=== Page text ===
-------
Now this may seem a false dichotomy. After all, the best thing an individual animal can do for its species is to survive and breed. Often, however, the two imperatives will be in conflict. Suppose the individual is a tigress whose territory has recently been invaded by another tigress. Does she welcome the intruder and discuss how best they can cohabit the territory, sharing prey? No, she fights her to the death, which from the point of view of the species is unhelpful. Or suppose the individual is an eaglet of a rare species anxiously watched by conservationists in its nest. Eaglets often kill their younger brothers and sisters in the nest. Good for the individual, bad for the species.

Throughout the world of animals, individuals are fighting individuals, whether of the same species or of another. And indeed, the closest competitor a creature is ever likely to meet is a member of its own species. Natural selection is not going to pick genes that help gazelles survive as a species but hurt the chances of individuals – because such genes will be wiped out long before they can show their benefits. Species are not fighting species, as nations battle other nations.
-------
=== Dataset content ===
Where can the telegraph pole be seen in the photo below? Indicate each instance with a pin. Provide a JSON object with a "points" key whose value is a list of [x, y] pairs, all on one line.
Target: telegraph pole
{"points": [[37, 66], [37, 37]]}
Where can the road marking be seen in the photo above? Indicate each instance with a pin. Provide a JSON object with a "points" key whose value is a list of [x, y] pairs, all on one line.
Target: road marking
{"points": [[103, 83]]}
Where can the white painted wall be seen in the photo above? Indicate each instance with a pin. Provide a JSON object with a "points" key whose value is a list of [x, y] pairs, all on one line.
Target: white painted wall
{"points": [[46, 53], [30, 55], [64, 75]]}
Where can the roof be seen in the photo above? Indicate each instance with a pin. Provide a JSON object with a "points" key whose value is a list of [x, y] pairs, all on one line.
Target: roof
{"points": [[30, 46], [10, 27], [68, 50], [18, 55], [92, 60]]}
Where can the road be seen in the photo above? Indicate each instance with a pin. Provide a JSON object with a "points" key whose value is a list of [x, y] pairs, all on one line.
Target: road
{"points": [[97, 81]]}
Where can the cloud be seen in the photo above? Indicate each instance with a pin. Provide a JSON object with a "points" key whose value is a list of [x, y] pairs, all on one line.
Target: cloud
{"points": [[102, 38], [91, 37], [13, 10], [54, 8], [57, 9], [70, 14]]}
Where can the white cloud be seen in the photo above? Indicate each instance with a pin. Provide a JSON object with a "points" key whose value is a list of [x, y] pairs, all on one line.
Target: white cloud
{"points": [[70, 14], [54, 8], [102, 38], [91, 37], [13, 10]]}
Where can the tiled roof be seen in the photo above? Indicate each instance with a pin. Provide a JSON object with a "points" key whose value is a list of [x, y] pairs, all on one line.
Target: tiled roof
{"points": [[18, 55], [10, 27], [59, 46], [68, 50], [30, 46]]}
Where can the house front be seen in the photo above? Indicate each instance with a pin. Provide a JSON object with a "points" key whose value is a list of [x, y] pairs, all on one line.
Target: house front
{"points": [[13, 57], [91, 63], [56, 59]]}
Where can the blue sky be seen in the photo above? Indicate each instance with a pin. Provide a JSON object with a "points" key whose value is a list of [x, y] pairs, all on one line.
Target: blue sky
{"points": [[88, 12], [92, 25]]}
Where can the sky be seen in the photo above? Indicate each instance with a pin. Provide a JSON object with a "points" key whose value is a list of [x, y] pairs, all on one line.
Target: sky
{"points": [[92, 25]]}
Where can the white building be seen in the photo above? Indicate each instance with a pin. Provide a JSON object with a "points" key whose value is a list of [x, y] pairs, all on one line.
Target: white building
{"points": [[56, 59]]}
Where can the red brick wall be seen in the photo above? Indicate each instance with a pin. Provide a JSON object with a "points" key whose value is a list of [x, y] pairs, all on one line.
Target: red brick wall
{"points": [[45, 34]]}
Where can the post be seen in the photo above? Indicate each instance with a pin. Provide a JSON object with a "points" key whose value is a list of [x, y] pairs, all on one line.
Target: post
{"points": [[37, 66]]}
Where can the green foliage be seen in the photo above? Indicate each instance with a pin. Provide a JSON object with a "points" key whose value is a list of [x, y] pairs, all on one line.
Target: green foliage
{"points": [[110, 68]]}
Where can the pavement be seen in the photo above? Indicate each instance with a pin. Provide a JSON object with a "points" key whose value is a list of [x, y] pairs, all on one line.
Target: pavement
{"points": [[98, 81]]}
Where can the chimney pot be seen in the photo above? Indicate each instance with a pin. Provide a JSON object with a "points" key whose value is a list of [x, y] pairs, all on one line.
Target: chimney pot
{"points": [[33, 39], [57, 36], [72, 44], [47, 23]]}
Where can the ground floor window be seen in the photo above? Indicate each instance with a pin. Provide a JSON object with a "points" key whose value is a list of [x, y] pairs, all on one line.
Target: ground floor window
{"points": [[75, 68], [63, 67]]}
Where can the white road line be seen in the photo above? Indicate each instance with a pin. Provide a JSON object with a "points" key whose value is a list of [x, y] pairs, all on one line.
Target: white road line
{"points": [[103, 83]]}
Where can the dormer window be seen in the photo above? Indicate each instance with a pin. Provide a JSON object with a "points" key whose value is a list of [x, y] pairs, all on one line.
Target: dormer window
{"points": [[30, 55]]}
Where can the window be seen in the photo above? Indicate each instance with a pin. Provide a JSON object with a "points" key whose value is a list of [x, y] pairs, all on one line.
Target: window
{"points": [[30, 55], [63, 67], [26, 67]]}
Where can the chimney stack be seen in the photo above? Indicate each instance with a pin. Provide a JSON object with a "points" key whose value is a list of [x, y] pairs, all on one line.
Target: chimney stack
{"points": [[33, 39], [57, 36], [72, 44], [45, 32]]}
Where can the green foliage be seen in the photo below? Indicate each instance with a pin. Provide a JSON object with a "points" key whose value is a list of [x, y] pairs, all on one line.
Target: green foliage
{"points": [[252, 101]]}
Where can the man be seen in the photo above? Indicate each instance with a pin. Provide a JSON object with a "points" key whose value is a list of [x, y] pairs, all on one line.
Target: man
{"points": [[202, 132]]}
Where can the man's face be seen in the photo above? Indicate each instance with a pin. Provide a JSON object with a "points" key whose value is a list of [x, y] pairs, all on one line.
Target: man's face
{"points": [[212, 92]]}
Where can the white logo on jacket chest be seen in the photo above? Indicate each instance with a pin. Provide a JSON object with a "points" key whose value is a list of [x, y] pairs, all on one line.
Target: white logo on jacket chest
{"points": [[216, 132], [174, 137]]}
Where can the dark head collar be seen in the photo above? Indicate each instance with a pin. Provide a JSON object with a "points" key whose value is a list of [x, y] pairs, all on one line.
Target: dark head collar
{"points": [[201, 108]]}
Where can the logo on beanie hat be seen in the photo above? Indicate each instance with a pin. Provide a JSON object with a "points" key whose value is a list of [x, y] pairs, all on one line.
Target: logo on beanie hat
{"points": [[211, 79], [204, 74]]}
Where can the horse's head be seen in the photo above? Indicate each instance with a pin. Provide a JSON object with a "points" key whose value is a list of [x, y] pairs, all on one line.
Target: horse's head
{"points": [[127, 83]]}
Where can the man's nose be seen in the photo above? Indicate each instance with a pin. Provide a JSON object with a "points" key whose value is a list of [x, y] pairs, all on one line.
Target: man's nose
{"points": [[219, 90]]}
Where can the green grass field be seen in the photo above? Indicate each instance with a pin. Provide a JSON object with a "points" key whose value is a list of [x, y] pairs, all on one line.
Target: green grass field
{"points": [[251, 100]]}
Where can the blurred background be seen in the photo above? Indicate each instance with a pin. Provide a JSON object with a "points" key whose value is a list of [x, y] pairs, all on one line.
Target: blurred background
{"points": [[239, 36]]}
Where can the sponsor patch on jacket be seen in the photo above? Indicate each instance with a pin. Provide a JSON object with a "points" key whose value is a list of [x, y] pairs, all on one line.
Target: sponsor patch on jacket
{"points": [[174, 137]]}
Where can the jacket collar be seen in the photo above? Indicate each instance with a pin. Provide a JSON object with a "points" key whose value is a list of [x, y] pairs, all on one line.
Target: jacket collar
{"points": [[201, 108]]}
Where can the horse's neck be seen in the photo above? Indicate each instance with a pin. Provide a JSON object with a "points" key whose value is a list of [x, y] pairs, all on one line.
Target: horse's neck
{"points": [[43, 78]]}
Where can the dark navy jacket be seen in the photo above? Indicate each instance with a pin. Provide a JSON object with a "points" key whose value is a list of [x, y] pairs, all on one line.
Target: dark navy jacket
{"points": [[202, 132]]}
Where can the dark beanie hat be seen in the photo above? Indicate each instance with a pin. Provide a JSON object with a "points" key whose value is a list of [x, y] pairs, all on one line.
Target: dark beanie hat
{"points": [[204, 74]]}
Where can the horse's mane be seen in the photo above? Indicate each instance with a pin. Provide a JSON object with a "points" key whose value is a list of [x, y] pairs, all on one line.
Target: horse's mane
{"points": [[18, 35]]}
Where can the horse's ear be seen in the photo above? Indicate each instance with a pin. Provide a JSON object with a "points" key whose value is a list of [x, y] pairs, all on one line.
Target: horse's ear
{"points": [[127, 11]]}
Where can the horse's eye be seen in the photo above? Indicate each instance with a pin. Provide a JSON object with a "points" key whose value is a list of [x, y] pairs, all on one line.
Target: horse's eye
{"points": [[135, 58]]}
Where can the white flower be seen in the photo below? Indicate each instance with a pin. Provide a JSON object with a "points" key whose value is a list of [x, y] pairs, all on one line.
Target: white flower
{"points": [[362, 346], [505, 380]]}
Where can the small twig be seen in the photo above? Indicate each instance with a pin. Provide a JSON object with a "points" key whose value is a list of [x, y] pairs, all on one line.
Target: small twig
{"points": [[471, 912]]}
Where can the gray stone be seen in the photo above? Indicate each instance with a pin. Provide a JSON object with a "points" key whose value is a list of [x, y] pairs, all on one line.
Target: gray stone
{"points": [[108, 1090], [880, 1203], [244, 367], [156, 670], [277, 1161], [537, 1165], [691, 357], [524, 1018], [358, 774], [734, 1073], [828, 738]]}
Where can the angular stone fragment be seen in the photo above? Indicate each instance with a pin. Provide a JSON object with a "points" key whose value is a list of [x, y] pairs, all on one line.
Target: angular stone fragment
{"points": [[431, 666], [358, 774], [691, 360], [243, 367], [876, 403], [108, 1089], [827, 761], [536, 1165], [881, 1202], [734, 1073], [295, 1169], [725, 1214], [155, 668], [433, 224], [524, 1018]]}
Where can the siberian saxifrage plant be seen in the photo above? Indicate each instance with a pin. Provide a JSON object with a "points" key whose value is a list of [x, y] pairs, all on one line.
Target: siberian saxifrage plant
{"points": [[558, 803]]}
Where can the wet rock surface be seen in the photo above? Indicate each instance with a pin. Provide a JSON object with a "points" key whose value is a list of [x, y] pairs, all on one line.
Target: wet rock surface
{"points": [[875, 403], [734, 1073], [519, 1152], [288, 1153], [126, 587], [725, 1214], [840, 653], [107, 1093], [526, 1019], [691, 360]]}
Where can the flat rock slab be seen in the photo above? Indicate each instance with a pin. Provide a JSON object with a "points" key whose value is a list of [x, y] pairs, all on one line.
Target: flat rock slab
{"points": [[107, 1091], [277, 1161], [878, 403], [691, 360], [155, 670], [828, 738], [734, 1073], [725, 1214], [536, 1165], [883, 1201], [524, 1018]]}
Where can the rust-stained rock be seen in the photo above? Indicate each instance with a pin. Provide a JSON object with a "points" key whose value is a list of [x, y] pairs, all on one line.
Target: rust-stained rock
-------
=== Task to complete ===
Using the passage on individuals and species, answer these:
1. What does the tigress do to the tigress that invades her territory?
2. What do eaglets often do to their younger brothers and sisters in the nest?
3. Who is the closest competitor a creature is ever likely to meet?

=== Exercise solution ===
1. She fights her to the death.
2. They kill them.
3. A member of its own species.